| TASK PROMPT |
Please retype every entry below, keeping it exactly the same.

DATA EXTRACT section start

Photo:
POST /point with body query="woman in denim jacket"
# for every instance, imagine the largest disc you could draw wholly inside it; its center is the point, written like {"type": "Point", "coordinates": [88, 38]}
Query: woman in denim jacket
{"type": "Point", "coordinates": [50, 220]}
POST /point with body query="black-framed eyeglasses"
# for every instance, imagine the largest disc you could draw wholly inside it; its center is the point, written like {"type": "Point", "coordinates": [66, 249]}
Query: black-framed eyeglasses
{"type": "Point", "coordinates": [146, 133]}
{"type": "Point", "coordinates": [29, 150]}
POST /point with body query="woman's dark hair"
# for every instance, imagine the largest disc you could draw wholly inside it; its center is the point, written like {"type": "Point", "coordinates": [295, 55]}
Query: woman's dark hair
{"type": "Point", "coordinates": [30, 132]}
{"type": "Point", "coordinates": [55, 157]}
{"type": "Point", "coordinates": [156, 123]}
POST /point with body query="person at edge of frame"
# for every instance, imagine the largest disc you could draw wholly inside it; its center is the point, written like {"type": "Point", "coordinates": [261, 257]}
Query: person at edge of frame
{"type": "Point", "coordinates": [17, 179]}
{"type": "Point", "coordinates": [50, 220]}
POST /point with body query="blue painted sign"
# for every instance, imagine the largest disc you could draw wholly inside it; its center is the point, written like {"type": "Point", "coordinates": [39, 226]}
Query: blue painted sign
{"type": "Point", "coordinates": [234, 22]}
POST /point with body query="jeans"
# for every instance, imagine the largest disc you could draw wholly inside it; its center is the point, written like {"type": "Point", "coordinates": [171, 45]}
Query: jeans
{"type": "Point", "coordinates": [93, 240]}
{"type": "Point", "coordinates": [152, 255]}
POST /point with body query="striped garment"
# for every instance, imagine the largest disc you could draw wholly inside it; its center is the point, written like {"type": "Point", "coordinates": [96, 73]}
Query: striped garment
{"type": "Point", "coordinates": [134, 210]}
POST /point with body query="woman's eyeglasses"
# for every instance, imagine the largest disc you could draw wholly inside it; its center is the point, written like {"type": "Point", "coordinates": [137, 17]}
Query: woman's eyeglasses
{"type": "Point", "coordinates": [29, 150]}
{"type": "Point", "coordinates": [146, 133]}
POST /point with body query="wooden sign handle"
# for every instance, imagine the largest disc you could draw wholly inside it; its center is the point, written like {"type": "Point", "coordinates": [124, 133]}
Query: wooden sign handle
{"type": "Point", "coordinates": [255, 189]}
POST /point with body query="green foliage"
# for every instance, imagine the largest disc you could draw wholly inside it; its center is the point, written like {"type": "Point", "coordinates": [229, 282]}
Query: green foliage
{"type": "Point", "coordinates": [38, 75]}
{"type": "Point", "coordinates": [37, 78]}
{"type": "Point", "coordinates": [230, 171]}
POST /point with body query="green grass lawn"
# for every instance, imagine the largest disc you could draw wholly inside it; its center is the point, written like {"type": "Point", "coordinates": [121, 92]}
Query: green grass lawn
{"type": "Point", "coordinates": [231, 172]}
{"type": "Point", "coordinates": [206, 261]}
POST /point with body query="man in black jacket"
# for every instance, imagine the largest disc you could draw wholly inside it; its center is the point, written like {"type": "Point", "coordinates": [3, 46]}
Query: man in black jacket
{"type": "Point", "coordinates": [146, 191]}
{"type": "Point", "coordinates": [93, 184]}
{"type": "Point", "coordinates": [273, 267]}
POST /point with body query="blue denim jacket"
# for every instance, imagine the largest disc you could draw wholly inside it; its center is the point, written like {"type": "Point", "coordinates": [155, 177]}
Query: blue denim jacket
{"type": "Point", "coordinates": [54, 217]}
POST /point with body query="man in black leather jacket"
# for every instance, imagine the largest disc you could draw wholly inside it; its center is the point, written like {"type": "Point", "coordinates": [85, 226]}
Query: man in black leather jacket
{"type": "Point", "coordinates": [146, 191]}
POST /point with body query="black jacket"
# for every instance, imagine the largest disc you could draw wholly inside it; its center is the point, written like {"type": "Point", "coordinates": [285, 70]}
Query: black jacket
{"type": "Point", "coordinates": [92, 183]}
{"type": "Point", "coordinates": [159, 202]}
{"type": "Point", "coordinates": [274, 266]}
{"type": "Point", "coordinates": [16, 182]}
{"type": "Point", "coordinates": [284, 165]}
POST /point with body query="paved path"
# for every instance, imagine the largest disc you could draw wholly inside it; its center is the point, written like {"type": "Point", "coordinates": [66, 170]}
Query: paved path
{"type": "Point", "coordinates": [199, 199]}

DATA EXTRACT section end

| PROBLEM SOLUTION |
Photo:
POST /point with body query="woman in denim jacket"
# for every instance, imagine the largest disc you could draw wholly inside it; its center is the point, written like {"type": "Point", "coordinates": [88, 38]}
Query: woman in denim jacket
{"type": "Point", "coordinates": [50, 220]}
POST /point with body query="black-framed eyeglasses"
# for every instance, imagine the largest disc you could draw wholly inside it; its center is the point, written like {"type": "Point", "coordinates": [66, 249]}
Query: black-framed eyeglasses
{"type": "Point", "coordinates": [146, 133]}
{"type": "Point", "coordinates": [29, 150]}
POST /point with body query="woman's dark hair"
# for every instance, imagine the largest disc you could draw wholly inside it; its center is the point, written like {"type": "Point", "coordinates": [295, 55]}
Query: woman's dark hair
{"type": "Point", "coordinates": [30, 132]}
{"type": "Point", "coordinates": [55, 157]}
{"type": "Point", "coordinates": [156, 123]}
POST /point with body query="person at edge of frame"
# for every instance, imagine the largest disc you could draw wholly inside it; its center is the point, written like {"type": "Point", "coordinates": [261, 257]}
Query: person at edge of frame
{"type": "Point", "coordinates": [17, 179]}
{"type": "Point", "coordinates": [50, 220]}
POST /point with body query="blue painted sign"
# for every instance, imagine the largest disc you could draw wholly inside it; its center is the point, written like {"type": "Point", "coordinates": [39, 226]}
Query: blue painted sign
{"type": "Point", "coordinates": [234, 22]}
POST /point with body query="jeans"
# for every instance, imagine the largest disc you could draw wholly inside it; its center is the point, written like {"type": "Point", "coordinates": [171, 45]}
Query: jeans
{"type": "Point", "coordinates": [93, 240]}
{"type": "Point", "coordinates": [152, 255]}
POST /point with body query="striped garment"
# for every instance, imagine the largest disc you could draw wholly inside it; its center is the point, written like {"type": "Point", "coordinates": [96, 73]}
Query: striped garment
{"type": "Point", "coordinates": [134, 210]}
POST /point with body query="woman's eyeglasses"
# for every instance, imagine the largest disc you could draw wholly inside it; its center is the point, written like {"type": "Point", "coordinates": [137, 17]}
Query: woman's eyeglasses
{"type": "Point", "coordinates": [29, 150]}
{"type": "Point", "coordinates": [146, 133]}
POST /point with body query="wooden sign handle"
# for every instance, imagine the largest disc you could draw wholly inside it; its center is the point, written like {"type": "Point", "coordinates": [124, 133]}
Query: wooden sign handle
{"type": "Point", "coordinates": [255, 189]}
POST /point with body query="green foliage"
# for every instance, imagine the largest disc you could draw wholly inside it; its center is the point, written like {"type": "Point", "coordinates": [229, 282]}
Query: green foliage
{"type": "Point", "coordinates": [38, 75]}
{"type": "Point", "coordinates": [37, 78]}
{"type": "Point", "coordinates": [230, 171]}
POST /point with body query="green grass lawn"
# for every instance, imagine the largest disc you could draw wholly inside it; its center is the point, written like {"type": "Point", "coordinates": [121, 92]}
Query: green grass lawn
{"type": "Point", "coordinates": [231, 172]}
{"type": "Point", "coordinates": [206, 261]}
POST /point with body query="man in black jacket"
# for every instance, imagine the largest disc you could draw wholly inside it; its center is the point, written like {"type": "Point", "coordinates": [3, 46]}
Query: man in black jacket
{"type": "Point", "coordinates": [146, 191]}
{"type": "Point", "coordinates": [93, 184]}
{"type": "Point", "coordinates": [273, 267]}
POST /point with body query="blue denim jacket"
# for every instance, imagine the largest disc you could draw wholly inside it; its center is the point, written like {"type": "Point", "coordinates": [155, 177]}
Query: blue denim jacket
{"type": "Point", "coordinates": [54, 217]}
POST /point with body query="man in black leather jacket"
# for every instance, imagine the largest disc you could draw wholly inside it; its center is the point, written like {"type": "Point", "coordinates": [85, 226]}
Query: man in black leather jacket
{"type": "Point", "coordinates": [146, 191]}
POST /point with body query="black jacket"
# for every instance, imagine the largest disc you could draw wholly inside it; its center is the point, written like {"type": "Point", "coordinates": [285, 70]}
Query: black jacket
{"type": "Point", "coordinates": [92, 183]}
{"type": "Point", "coordinates": [159, 202]}
{"type": "Point", "coordinates": [274, 266]}
{"type": "Point", "coordinates": [16, 182]}
{"type": "Point", "coordinates": [284, 165]}
POST /point with body query="paved path"
# for every instance, imagine the largest disc you could draw wholly inside it; its center is the point, written like {"type": "Point", "coordinates": [66, 170]}
Query: paved path
{"type": "Point", "coordinates": [199, 199]}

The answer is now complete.